━━━ INPUT MATERIAL
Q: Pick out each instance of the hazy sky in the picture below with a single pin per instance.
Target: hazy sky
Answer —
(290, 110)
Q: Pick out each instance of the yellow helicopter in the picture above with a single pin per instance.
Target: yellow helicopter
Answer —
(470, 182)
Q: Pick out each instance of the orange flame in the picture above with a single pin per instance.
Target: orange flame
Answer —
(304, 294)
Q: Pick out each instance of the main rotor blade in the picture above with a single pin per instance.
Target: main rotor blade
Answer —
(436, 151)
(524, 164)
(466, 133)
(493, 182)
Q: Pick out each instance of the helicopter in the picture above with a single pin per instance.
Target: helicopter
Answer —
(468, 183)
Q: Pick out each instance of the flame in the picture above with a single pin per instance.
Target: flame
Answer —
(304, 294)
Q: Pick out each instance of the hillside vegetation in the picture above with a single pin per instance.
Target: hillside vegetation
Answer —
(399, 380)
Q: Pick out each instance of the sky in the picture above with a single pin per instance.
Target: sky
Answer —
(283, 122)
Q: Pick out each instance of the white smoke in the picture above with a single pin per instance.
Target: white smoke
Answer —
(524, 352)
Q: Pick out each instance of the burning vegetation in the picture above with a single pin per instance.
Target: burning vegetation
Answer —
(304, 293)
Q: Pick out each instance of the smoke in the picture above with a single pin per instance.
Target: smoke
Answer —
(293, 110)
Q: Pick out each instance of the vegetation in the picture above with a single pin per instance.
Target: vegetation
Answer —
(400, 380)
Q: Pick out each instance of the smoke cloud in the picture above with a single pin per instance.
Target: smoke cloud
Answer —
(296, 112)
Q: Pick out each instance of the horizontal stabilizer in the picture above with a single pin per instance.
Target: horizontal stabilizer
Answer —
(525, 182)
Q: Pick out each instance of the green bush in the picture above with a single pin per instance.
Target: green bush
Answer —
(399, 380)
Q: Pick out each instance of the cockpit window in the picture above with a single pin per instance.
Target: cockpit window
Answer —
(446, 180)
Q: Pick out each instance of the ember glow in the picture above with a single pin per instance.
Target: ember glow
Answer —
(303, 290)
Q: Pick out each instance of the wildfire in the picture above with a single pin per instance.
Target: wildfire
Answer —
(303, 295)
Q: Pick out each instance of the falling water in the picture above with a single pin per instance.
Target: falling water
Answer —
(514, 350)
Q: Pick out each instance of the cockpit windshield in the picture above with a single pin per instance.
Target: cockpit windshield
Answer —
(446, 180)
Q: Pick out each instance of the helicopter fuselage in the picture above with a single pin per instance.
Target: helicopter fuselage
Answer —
━━━━━━
Copy out every line above, from the line containing "Q: Pick out each instance of the green" down to the end of the records, with each character kept the same.

THE ANSWER:
Q: Pick out each instance of the green bush in the picture above with a single pin per instance.
Target: green bush
Answer —
(399, 380)
Q: Pick out each instance of the cockpit window in the picture above with a single pin per instance.
Target: cockpit window
Answer —
(446, 180)
Q: Pick out each instance of the ember glow in the picture above with a single pin per instance.
Target: ember glow
Answer —
(303, 290)
Q: Pick out each instance of the wildfire in the picture above with a single pin per instance.
Target: wildfire
Answer —
(303, 295)
Q: Pick out each instance of the falling water in the picture above with a single pin per instance.
Target: falling water
Answer —
(514, 350)
Q: Pick out each instance of the cockpit windshield in the picture above with a single pin per instance.
Target: cockpit windshield
Answer —
(446, 180)
Q: Pick out each instance of the helicopter fuselage in the picture above with a single pin per instance.
Target: helicopter fuselage
Answer —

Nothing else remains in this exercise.